◆ **PARTS OF THE EXERCISE**
• 1. List every part of the revised manuscript that the review responses below point the reader to with the words "Please refer to".
• 2. Using the review responses below, explain why the authors changed the value range of the vertical axis in the sensitivity analysis figure. Answer in one to three sentences.
• 3. Carry on the reviewer comments and author responses below, starting after the final sentence shown.

◆ **SUPPLIED PASSAGE**
Comments 2: At the introduction part, the authors focus on the use case not the general specs of the flow shop problem itself, the baking of biscuits is the use case and I believe the methodology could be applied on another use case. the readers would be more interested in a generic description of the flow shop problem in hand.
Response 2: Thank you for pointing this out. In the revised introduction, we now use the biscuit-baking case only as a motivating example, and throughout the manuscript we have replaced it with a more general description. More specifically, we now refer to the oven as the upstream processor and to the packing machines as processing machines. We hope that this more generic terminology will make the problem more appealing to readers and better highlight the general applicability of our study. Please refer to the Introduction section for the statement ‘In many modern production systems, …very broad applicability in practice’.
Comments 3: There is no citation in the introduction section and up to the literature review including its first sections, also at the literature review the pros and cons of the methods used in Table 1 were not mentioned in the table, also which ones were continuous or discrete and does it affect the choice of the optimization algorithm.
Response 3: Thank you for your great comment. The original comparison table in the literature review did not distinguish whether the flow shop problems were continuous or discrete. In the revised manuscript, we have added the corresponding citations to the introduction and the literature review and updated the comparison table accordingly.
Comments 4: The authors need to explain why in specific they used GA and Heuristic method, since all that was mentioned was the inclusion of setup times and other variables in their approach
Response 4: Thank you very much for this helpful comment. We agree that the reason behind our choice of the genetic algorithm and the heuristic method was not clearly explained in the original manuscript. In the revised manuscript, we have clarified that the heuristic algorithm is developed to quickly generate high-quality feasible solutions, while the genetic algorithm is employed to explore a broader range of production possibilities and obtain solutions of higher quality. Please refer to the beginning of the Solution Method section for the statement ‘First, based on the lower bound …In summary’.
Comments 5: A list of abbreviations at the end of the paper would be beneficial, as it is very confusing to trace them, and they are explained multiple times in the paper
Response 5: Thank you very much for this precious comment, and we totally agree with the proposal. We have added a list of abbreviations at the end of the paper, and hope that our paper can be read more easily. Please refer to the Appendix A.
Comments 6: Sensitivity figure is not clear, so please update it.
Response 6: Thank you very much for this helpful comment. We have updated the sensitivity analysis figure to improve its clarity. Specifically, we replaced the original bar chart with a clearer and more distinguishable graphical style. In addition, because the objective values in the numerical experiments are relatively large—which made the differences among the algorithms less visible in the previous figure—we have adjusted the value range of the vertical axis to better highlight the performance differences. We hope these revisions make the sensitivity analysis section easier to read and interpret. Please refer to the figure 4.

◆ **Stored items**
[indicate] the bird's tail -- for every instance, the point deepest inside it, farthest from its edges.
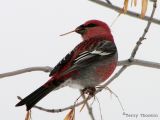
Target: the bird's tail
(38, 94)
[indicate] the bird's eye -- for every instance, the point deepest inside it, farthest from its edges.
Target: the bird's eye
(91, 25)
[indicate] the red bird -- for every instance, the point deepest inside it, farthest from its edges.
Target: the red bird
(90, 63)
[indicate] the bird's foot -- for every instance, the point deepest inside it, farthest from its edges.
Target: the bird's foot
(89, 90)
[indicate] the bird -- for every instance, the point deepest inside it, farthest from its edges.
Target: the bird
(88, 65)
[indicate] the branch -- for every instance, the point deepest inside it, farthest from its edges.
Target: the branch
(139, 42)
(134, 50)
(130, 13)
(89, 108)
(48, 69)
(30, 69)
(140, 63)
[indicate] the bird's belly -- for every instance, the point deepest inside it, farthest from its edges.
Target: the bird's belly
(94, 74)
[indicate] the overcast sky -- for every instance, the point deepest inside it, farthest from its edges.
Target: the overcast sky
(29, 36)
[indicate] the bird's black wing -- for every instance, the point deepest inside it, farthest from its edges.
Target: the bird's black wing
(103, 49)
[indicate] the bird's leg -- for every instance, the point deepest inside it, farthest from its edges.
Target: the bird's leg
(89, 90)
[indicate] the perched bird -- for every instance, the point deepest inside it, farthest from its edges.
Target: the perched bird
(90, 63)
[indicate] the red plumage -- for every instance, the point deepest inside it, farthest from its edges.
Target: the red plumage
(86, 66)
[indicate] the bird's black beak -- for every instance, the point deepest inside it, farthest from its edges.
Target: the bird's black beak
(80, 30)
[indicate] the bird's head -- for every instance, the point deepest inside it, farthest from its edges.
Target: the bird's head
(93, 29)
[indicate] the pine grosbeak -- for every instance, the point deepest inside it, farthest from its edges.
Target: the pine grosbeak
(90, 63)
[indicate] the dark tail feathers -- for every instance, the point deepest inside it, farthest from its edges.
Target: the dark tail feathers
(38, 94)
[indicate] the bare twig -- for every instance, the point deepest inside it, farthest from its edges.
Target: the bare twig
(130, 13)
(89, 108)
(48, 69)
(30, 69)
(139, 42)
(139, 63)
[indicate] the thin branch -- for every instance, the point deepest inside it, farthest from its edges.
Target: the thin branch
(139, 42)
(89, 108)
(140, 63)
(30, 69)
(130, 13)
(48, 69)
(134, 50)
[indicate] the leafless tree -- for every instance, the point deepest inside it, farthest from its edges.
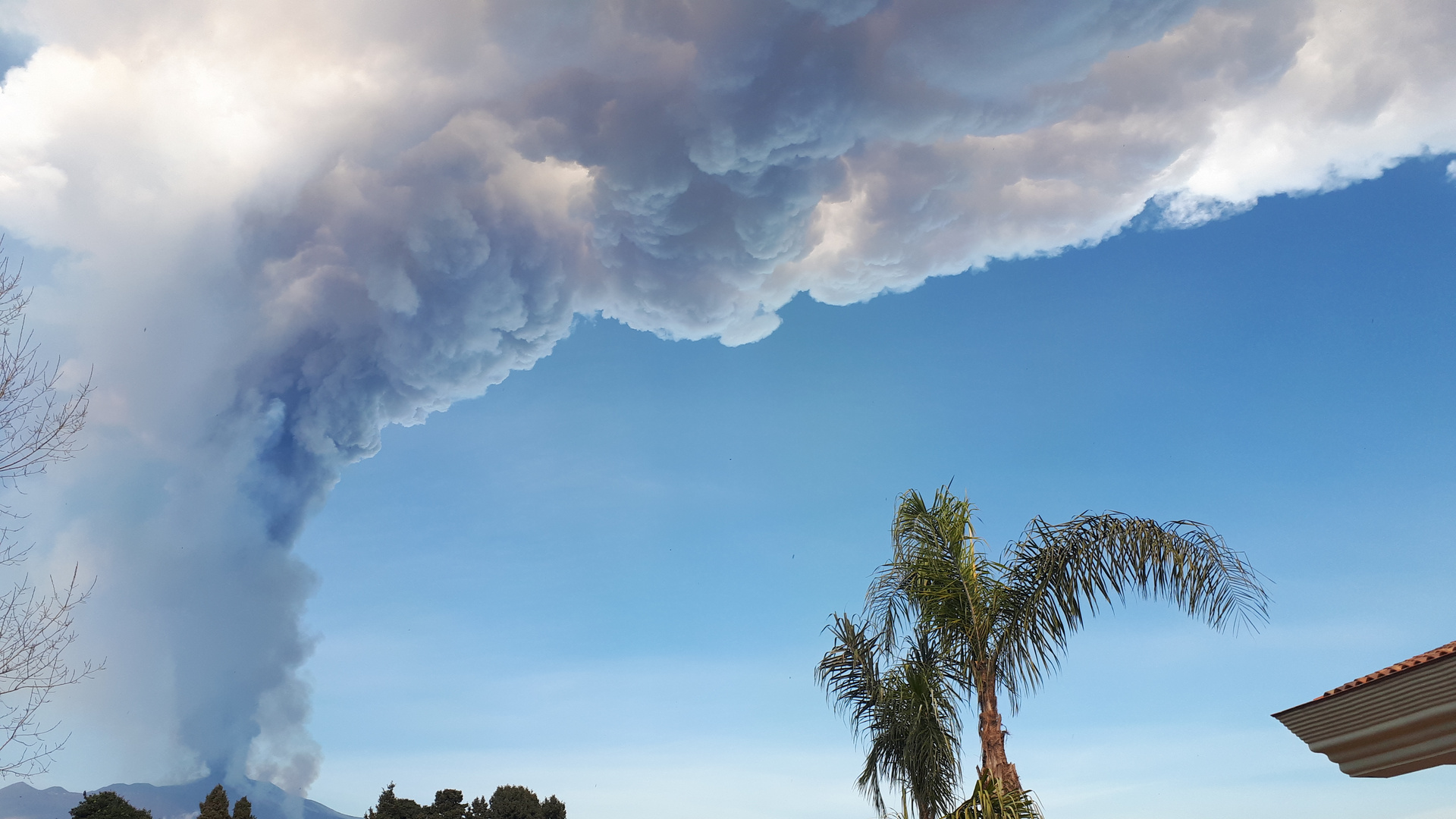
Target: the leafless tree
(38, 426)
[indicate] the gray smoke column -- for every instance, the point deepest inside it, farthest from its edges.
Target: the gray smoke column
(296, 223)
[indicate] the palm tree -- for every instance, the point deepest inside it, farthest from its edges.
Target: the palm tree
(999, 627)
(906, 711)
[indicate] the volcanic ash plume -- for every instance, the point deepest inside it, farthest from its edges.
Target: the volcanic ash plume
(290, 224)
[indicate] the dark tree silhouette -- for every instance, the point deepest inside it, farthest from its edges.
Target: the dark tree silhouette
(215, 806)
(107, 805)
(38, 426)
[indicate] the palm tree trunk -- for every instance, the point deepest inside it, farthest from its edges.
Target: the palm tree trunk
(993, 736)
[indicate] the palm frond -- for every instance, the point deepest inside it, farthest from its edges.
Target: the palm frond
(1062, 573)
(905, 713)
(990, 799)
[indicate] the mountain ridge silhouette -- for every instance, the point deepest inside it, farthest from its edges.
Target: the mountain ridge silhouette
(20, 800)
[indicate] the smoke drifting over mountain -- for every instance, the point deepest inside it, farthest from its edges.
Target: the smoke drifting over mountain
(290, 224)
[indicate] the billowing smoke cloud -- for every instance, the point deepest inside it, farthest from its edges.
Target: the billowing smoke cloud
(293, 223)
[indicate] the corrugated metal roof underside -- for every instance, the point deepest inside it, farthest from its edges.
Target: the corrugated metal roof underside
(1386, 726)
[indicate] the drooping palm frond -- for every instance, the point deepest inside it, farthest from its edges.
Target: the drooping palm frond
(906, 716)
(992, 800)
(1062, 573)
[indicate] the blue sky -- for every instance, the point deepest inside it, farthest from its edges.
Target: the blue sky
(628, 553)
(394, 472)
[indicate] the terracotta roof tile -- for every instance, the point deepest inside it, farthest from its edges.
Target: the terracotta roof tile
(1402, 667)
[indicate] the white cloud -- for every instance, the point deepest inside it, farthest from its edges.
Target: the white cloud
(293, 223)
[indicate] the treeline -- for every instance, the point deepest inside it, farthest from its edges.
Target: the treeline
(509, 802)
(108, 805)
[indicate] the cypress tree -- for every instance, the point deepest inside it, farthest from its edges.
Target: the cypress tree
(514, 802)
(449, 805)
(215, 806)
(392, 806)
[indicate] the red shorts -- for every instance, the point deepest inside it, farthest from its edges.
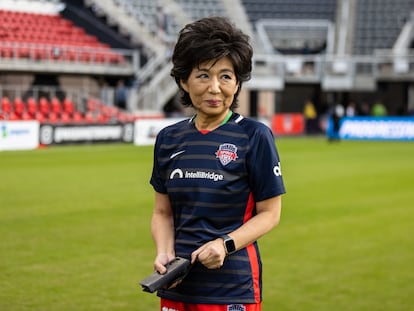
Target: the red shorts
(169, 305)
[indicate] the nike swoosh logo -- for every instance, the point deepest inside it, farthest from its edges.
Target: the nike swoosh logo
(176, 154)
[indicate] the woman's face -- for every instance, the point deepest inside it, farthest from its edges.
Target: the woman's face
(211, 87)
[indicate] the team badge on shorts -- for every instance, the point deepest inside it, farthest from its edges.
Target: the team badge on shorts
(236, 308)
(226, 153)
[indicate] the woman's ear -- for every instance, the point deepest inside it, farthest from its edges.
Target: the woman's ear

◆ **ANSWERS**
• 1.
- The Introduction section
- The beginning of the Solution Method section
- Appendix A
- Figure 4

• 2. The objective values in the numerical experiments are relatively large, so the differences among the algorithms were hard to see in the earlier figure. Adjusting the vertical axis range makes those performance differences stand out.

• 3.
Comments 7: In the results section it would make more sense to show the results of the two metrics separately and then combine them not the other way around, unless there is a reason for this, can the authors explain this?
Response 7: Thank you for your precious suggestion. Separating the two components of the objective function is part of analyzing the algorithmic characteristics. It is more appropriate to first examine the two components independently in order to identify the distinct behaviors of the algorithms, and then evaluate the combined objective to observe their overall performance. In the revised manuscript, we have supplemented the decomposition results of the two components for the small-scale instances and moved this part to appear before the numerical experiments of the total objective function. We hope that this adjustment improves the logical flow of the paper. Please refer to the Numerical Results and Analysis section.
Comments 8: Finally, there is no quantative or qualitative comparison at the end of the paper with work in the literature, which would emphasize the results and contributions of the manuscript, can this be added at the end. especially, the authors mentioned future work directions that mostly are implemented in literature already like scheduling using ML.
Response 8: Thank you for pointing this out. To the best of our knowledge, existing studies on continuous flow shop systems similar to ours have not employed machine learning–based algorithms for solution purposes. To validate the effectiveness of our proposed algorithms, we have selected the study by Tang et al. (2013) and have compared our methods with their differential evolution algorithm. Their work focuses on large-scale continuous manufacturing processes in the steel industry and proposes an innovative differential strategy that effectively avoids repetitive search behavior and premature convergence. By conducting comparative analyses under both small-scale and large-scale production settings, we have demonstrated that the improved genetic algorithm developed in this study still exhibits a clear advantage in solution quality. Please refer to the Numerical Results and Analysis section for the statement” For further reference to previous studies, …, EDD, HAFG, GAAM, and DE”.
Author Response File:
Author Response.docx
Reviewer 2 Report
Comments and Suggestions for Authors1. Major comments
Comment 1 — Modeling clarity (integral/limit to discrete).
The continuous-time model with integrals and limit operators (constraints 2–20) is interesting but dense. When you move to the discrete-time MILP, you say “meanings remain the same,” but several places (the setup integration windows, the jump constraints for s¹ and s²) actually change semantics slightly. Please add 1–2 paragraphs explicitly mapping: continuous setup window → discrete sum, and limit jump → absolute-difference equality. This will help readers implement the model.
Comment 2 — Assumption 2 is strong.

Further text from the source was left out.